__Task to complete__
Update the part of the gum arabic tree text that opens with the words "Thrives on dry" and closes with "(1973) report 7.4–8.2.", replacing "hardy" with "resilient".

Widespread in tropical Africa from Mozambique, Zambia to Somalia, Sudan, Ethiopia, Kenya, and Tanzania. Cultivated in India, Nigeria, and Pakistan.

Ecology

Thrives on dry rocky hills, in low-lying dry savannas, and areas where annual rainfall is 25–36 cm. This hardy species survives many adverse conditions, and seems to be favored by low rainfall and absence of frost. Ranging from Warm Temperate Thorn through Tropical Thorn to Tropical Dry Forest Life Zones, gum arabic is reported to tolerate annual precipitation of 3.8–22.8 dm (mean of 9 cases = 12.4 dm), annual mean temperature of 16.2–27.8°C (mean of 9 cases 23.8°C), and pH of 5.0–7.7 (mean of 7 cases = 6.4), but Cheema and Qadir (1973) report 7.4–8.2.

Cultivation

In Sudan, trees are cultivated over a very large area. Best propagated from seeds which are produced once every few years, grown in Sudan, in special "gum gardens." Elsewhere, it is collected from wild trees. In Pakistan, the best period for afforestation is the early monsoon season (Apr.–Jun.). Surface sowing is recommended in mildly alkaline sandy soils. Plants can also be reproduced by shoot cuttings. Trees coppice well (NAS, 1980).

__Natural-language object grounding data__
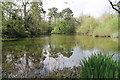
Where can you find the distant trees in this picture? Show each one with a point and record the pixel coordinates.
(65, 23)
(116, 6)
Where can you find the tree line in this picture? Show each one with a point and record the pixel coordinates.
(29, 19)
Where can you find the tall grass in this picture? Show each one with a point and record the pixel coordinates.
(99, 66)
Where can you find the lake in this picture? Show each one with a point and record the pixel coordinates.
(34, 57)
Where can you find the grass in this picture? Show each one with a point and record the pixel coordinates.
(99, 66)
(96, 66)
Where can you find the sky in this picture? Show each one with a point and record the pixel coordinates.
(92, 7)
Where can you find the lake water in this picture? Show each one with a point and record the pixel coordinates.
(33, 57)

__Response to this exercise__
Thrives on dry rocky hills, in low-lying dry savannas, and areas where annual rainfall is 25–36 cm. This resilient species survives many adverse conditions, and seems to be favored by low rainfall and absence of frost. Ranging from Warm Temperate Thorn through Tropical Thorn to Tropical Dry Forest Life Zones, gum arabic is reported to tolerate annual precipitation of 3.8–22.8 dm (mean of 9 cases = 12.4 dm), annual mean temperature of 16.2–27.8°C (mean of 9 cases 23.8°C), and pH of 5.0–7.7 (mean of 7 cases = 6.4), but Cheema and Qadir (1973) report 7.4–8.2.